Assignment: Could you return every line of the material that contains the word "awning"?
── Exercise data
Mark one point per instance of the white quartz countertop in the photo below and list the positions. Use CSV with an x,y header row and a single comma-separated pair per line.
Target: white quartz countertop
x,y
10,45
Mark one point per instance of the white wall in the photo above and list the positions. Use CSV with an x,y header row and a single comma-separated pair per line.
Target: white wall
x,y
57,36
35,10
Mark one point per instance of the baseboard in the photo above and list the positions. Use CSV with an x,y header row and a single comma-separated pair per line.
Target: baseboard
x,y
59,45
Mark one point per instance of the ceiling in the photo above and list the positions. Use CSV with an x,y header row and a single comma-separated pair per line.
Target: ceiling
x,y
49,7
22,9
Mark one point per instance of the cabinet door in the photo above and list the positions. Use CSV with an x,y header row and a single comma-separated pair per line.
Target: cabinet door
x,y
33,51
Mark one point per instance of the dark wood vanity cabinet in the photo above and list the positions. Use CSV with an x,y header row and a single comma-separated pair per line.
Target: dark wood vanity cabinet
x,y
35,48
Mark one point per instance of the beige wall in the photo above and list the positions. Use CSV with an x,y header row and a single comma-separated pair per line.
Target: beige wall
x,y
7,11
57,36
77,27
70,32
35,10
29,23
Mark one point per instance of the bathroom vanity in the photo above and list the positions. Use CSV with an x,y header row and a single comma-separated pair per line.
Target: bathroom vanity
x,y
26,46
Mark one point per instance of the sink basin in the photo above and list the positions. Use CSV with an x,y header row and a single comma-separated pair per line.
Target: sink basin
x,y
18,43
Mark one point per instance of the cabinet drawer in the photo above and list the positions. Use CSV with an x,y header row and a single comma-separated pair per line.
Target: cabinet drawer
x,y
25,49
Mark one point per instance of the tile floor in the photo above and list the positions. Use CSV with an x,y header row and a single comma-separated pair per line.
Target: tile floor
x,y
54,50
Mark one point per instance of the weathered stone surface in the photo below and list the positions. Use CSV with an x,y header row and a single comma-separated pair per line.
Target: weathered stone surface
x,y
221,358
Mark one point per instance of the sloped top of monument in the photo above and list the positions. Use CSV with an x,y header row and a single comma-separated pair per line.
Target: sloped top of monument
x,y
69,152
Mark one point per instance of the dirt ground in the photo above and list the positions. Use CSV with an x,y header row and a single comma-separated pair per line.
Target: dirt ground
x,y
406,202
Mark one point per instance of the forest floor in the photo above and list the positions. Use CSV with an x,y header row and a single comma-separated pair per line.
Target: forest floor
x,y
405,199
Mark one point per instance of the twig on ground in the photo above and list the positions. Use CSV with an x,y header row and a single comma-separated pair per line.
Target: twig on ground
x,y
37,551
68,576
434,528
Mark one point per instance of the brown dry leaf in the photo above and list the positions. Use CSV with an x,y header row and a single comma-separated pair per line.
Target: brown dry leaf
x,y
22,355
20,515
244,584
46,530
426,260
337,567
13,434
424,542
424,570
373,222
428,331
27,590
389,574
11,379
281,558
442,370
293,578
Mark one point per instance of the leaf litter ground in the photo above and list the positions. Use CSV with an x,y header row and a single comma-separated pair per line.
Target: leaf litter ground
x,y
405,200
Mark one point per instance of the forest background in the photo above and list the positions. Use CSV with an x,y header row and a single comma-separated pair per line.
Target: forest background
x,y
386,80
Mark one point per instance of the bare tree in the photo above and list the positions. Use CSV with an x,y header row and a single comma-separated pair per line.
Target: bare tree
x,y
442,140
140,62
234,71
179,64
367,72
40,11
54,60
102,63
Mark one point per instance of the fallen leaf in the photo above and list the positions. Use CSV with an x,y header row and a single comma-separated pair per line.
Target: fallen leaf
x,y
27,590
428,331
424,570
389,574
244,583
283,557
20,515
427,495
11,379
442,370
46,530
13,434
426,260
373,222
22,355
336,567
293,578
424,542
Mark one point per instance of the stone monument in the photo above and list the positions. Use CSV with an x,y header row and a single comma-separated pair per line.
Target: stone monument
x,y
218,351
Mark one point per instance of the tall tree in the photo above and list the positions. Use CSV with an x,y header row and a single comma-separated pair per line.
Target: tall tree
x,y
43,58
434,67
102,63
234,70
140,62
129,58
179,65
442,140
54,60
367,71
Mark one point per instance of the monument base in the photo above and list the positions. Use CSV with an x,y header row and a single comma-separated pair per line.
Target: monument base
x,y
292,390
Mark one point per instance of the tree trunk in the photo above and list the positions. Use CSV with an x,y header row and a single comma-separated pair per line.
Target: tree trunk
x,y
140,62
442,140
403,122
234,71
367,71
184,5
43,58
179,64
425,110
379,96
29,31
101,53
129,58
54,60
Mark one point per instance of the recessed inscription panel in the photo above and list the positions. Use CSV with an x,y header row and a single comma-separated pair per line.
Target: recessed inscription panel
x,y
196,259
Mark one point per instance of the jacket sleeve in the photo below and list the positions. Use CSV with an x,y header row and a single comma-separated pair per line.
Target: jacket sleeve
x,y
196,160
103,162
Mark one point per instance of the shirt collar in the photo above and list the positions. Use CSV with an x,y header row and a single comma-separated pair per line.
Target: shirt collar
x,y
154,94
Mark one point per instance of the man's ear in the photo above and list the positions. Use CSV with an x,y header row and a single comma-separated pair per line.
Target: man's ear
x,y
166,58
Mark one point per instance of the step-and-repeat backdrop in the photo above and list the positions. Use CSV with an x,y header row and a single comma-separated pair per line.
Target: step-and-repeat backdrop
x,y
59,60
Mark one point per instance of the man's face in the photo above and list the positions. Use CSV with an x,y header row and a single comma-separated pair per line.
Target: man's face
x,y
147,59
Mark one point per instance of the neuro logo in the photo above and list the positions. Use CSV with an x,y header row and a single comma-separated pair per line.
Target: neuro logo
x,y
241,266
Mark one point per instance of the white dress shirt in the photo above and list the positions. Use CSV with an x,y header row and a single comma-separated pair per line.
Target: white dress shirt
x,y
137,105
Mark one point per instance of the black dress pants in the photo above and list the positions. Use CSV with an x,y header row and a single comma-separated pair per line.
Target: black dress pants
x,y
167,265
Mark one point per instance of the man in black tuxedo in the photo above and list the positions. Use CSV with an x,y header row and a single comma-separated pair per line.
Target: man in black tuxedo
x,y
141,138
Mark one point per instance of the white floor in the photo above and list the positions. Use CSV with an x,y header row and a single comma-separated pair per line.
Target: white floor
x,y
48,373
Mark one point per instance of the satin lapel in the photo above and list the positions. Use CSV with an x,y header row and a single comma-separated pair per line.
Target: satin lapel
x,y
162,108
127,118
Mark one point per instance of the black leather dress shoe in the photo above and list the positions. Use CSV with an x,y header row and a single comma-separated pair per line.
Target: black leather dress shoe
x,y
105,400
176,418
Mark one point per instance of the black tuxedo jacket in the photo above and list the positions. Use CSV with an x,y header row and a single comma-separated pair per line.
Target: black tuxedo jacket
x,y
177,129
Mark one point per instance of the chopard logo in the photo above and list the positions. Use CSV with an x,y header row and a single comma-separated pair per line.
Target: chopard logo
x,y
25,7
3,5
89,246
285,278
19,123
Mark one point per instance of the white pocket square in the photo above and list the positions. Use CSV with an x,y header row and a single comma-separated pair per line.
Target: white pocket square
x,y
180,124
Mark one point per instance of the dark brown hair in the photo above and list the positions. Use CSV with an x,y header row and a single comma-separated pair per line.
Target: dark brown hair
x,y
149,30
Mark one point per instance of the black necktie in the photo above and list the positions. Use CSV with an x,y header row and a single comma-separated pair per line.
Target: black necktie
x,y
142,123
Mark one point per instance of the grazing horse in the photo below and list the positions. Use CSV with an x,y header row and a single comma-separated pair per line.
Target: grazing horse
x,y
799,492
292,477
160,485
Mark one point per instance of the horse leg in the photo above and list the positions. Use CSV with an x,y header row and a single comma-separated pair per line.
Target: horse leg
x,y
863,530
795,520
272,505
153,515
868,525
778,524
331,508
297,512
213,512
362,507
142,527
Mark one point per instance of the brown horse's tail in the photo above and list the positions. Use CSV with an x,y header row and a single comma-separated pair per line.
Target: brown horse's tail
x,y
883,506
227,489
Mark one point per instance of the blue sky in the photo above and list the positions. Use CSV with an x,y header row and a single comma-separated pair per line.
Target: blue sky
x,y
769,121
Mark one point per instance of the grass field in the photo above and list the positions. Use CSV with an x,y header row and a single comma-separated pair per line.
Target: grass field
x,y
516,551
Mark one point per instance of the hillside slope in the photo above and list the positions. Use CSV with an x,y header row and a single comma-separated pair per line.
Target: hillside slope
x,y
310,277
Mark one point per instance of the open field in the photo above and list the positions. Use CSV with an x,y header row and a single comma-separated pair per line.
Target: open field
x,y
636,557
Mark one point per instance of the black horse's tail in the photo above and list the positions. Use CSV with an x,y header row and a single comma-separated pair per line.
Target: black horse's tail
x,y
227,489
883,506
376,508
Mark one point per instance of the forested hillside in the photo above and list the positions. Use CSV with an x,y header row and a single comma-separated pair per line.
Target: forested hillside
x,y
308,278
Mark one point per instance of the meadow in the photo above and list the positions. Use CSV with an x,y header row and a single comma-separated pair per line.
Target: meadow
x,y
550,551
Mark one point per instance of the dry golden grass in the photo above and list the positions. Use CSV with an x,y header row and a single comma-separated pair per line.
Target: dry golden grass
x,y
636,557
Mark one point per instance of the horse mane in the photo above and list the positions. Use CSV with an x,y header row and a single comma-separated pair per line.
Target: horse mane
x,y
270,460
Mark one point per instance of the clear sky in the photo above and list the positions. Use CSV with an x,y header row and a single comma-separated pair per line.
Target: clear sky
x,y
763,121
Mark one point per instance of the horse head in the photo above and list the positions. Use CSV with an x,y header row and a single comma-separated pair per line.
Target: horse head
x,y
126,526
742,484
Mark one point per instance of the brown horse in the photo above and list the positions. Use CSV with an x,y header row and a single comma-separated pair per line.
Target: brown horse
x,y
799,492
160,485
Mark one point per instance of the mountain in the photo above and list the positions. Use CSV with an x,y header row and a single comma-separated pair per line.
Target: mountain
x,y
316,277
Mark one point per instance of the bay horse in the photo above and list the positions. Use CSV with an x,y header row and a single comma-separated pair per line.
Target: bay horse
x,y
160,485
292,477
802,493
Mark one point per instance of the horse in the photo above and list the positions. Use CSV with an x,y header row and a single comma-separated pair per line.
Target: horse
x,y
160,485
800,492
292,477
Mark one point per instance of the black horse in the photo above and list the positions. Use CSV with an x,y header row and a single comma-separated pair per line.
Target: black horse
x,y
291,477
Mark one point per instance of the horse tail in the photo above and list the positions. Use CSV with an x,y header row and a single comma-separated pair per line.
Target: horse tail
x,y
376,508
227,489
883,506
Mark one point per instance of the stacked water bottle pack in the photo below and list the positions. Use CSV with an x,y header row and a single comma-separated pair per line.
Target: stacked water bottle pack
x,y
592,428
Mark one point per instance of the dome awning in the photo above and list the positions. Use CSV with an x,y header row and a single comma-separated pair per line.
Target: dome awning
────
Solution for this task:
Mark one point per instance of the dome awning in the photo above and list the positions. Use CSV with an x,y header row and a single comma-separated pair per line.
Target: dome awning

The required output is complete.